▸ Exercise directions
Reproduce verbatim the lines of the material beginning with the line that contains "</instance>" and continuing through the line that contains "negative clicks: (285, 51)", including both of those lines.

▸ Stored data
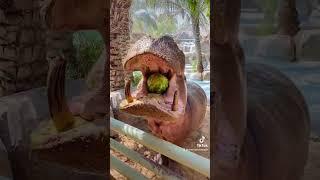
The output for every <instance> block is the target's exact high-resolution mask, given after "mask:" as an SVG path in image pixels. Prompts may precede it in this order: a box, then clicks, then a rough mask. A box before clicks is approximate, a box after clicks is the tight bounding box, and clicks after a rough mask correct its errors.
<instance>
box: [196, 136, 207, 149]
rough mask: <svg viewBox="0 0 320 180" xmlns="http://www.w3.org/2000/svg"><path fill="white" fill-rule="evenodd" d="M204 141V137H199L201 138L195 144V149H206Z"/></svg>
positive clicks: (202, 136) (203, 136) (205, 145)
mask: <svg viewBox="0 0 320 180" xmlns="http://www.w3.org/2000/svg"><path fill="white" fill-rule="evenodd" d="M205 139H206V137H205V136H201V138H200V139H199V143H197V148H208V144H206V143H204V140H205Z"/></svg>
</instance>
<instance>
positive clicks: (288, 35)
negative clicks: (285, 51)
mask: <svg viewBox="0 0 320 180" xmlns="http://www.w3.org/2000/svg"><path fill="white" fill-rule="evenodd" d="M278 16H279V17H278V19H279V31H278V34H280V35H288V36H290V41H291V44H292V46H293V47H292V48H293V51H294V57H293V59H292V61H296V44H295V41H294V36H295V35H296V34H297V33H298V32H299V30H300V28H299V20H298V12H297V9H296V1H295V0H282V1H280V9H279V14H278Z"/></svg>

▸ Response for this exercise
</instance>
<instance>
positive clicks: (288, 35)
negative clicks: (285, 51)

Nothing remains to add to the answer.